■ **EXERCISE TASK 1**
In the FIFO display text, change "CRT" to "display tube" in the part between "Such pixel data" and "the next CWS.", inclusive, and write out that part with the change made.
■ **EXERCISE TASK 2**
Answer these questions about the FIFO display text:
(a) Which status bits in the "end of frame" field indicate the end of frame control word?
(b) Where does the controller 57 send the pixel data that passes through the buffer 61?
(c) Which flag is interrogated to test whether the interviewport space is complete?
■ **EXERCISE TASK 3**
Resume the FIFO display text from where it ends.

This process is repeated sequentially for all of the control word
sequences in the control table. Note that the information entered
into the FIFO memory is alternately display parameter data followed
by graphics image data. Since the CWS's are accessed sequentially,
the information flowing through the FIFO memory 35 will be in the
requisite order for ultimate supply to the video screen so as to
produce the raster display typified by FIG. 1.
When the final CWS of the frame is reached, an end of frame control
word of format CW#4 will be detected (at block 49). This will be
indicated by the status bits "10" in the "end of frame" field. The
exit path 53 will be taken, and the initial address for the control
table to be used during the next frame will be transferred from the
"control table address" field of the word CW#4 into the address
counter 37 (block 54). The operation of the inbound controller 36
then is exited (block 55) in readiness for the start of the next
frame.
Operations on the outbound (bottom) side of the FIFO memory 35 are
governed by a controller 57 the operation of which is summarized by
the flow chart of FIG. 6. The operation begins at the start of a
frame (block 59).
The first data received from the FIFO memory 35 will be the display
parameters for the initial control word sequence. This data will be
obtained from the address specified by a FIFO output address
counter 60 and will be transferred via a buffer 61 onto a bus 62.
The display parameters are transferred (block 63, FIG. 6) into
appropriate registers associated with the bus 62. The controller 57
then transfers the pixel data designated by the CWS from the FIFO
memory 35 via the buffer 61 to a pixel data serializer 64 (block
65).
Thereafter, the serialized pixel data is processed in accordance
with the stored display parameters and ultimately supplied to the
CRT or video screen 10 via output terminals 66 (block 67, FIG. 6).
Such pixel data supply results in the production of a single
viewport segment on the screen 10.
When the viewport segment data supply to the CRT is completed
(block 68), "blanks" or interviewport color data is supplied via
the terminals 66 to the CRT to produce the interviewport segment
specified by the current CWS (block 69).
While the interviewport segment is being produced, the controller
57 may begin the transfer out of the FIFO memory 35 of the display
parameter data and pixel data associated with the next CWS.
However, the processing and supply of this next viewport segment
data is held up until the interviewport space presently being
produced is completed. This is tested (block 70, FIG. 6) e.g., by
interrogating an "IVP complete" flag. If the flag is not set, an
exit path 71 is taken and the controller 57 waits until the
interviewport space production is completed before supplying the
next viewport pixel data to the CRT.

■ **DATA SHOWN**
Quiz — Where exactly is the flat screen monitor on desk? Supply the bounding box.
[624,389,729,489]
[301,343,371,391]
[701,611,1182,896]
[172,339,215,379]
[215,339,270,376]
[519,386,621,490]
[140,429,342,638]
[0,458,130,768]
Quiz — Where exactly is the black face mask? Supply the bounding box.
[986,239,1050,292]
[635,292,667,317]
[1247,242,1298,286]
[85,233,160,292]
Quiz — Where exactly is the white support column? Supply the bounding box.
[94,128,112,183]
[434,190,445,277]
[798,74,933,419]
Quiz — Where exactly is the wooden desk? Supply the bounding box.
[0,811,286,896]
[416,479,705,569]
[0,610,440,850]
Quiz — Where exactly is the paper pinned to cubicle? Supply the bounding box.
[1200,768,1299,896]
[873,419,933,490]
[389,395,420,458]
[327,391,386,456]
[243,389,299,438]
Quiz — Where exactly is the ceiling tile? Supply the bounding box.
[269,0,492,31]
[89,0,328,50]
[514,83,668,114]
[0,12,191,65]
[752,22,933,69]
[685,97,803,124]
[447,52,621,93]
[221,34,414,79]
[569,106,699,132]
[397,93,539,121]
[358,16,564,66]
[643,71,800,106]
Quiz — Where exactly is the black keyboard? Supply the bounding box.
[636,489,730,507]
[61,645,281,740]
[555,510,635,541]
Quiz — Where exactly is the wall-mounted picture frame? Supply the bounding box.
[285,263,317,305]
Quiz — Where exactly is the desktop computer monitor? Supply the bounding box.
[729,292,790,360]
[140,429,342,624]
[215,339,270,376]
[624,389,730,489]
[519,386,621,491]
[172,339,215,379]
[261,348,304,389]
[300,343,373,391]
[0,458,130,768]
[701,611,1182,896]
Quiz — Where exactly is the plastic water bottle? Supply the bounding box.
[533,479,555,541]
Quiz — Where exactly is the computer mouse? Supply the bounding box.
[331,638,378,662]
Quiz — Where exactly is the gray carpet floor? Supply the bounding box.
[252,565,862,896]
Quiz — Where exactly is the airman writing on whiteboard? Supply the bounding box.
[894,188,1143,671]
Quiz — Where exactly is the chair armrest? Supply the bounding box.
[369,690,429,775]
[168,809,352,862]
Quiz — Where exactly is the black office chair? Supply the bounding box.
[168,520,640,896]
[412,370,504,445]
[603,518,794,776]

■ **FINAL ANSWER 1**
Such pixel data supply results in the production of a single
viewport segment on the screen 10.
When the viewport segment data supply to the display tube is completed
(block 68), "blanks" or interviewport color data is supplied via
the terminals 66 to the display tube to produce the interviewport segment
specified by the current CWS (block 69).
While the interviewport segment is being produced, the controller
57 may begin the transfer out of the FIFO memory 35 of the display
parameter data and pixel data associated with the next CWS.

■ **FINAL ANSWER 2**
(a) "10"
(b) To a pixel data serializer 64
(c) The "IVP complete" flag

■ **FINAL ANSWER 3**
As "blanks" or interviewport color data is supplied to the CRT to
produce the interviewport segment, the number of screen pixels
covered by such "blanks" is compared with the desired interviewport
segment length (block 72, FIG. 6). When the interviewport segment
is completed, the "IVP" complete flag is set (block 73). This
enables the controller 57 (at block 70) to initiate pixel data
transfer (block 67) to the CRT to produce the next viewport image
segment.
The operations summarized by FIG. 6 are carried out by the FIFO
bottom controller 57 and the various circuits associated with the
FIFO output bus 62. By way of example, the operation of these
circuits will be described for the processing of the typical
control word sequence CWS-d.
While the interviewport space designated by the preceding sequence
CWS-c is being completed, the control parameter data for the
sequence CWS-d is obtained from the FIFO memory 35 and directed to
the appropriate registers. Specifically, the number of bits per
pixel is provided to a bits/pixel register 76, the pixel start
address offset value (i.e., the least significant bits from the
MPSA field of control word CW#2) is directed to a register 77, the
various zoom and grid or cursor parameters are supplied to sets of
registers 78 and 79, the screen pixel count is entered in a
register 80, the interviewport screen pixel count is stored in a
register 81, and various color parameters are stored in the
registers 82 and 83.
After transfer of the parameter data to the registers 76-83, the
bottom controller 57 initiates transfer of the associated pixel
data words from the FIFO memory 35 to the serializer 64. Upon
completion of production of the preceding interviewport space, the
controller 57 initiates serialization and processing of these pixel
data words. The serialization is carried out sufficiently rapidly
so as to supply pixel data to the video output terminals 66 at a
rate commensurate with the vertical scanning of the CRT. The scan
rate is established by a video controller and scan clock circuit
84.
When the first word of pixel data is serialized by the circuit 64,
the initial data bit which is outputted is ascertained by the
address offset value from the register 77. This is illustrated in
FIG. 8, where the block 85 represents the typical pixel data
content of a 64-bit word as received from the FIFO memory 35. In
the example, the start address offset value is "5". This signifies
that the initial bit of the pixel data for the viewport segment 31
(FIG. 1) is situated at the sixth bit position in the initial word
85 read from the memory 14. In other words, this position
corresponds to the address A.sub.V1 +821 in the example described
above. Accordingly, the serialized pixel data supplied from the
circuit 64 begins with the data bit in the position designated "5"
of the word 85.
If a background grid is employed, certain grid insertion logic 86
superimposes bits into the serialized pixel data stream at
appropriate intervals so as to produce a background grid which
overlays the graphics image in the viewport V1. The superimposed
grid data is supplied by a generator 87 in response to certain grid
parameters obtained from the control word sequence CWS-d and stored
in a register 79. These parameters may include a grid type
designation, and grid spacing along the horizontal axis e.g., in
terms of number of pixels between adjacent vertical grid lines. The
parameters may also include a grid offset value that specifies the
location of the left most vertical grid line with respect to the
left edge of the viewport V1.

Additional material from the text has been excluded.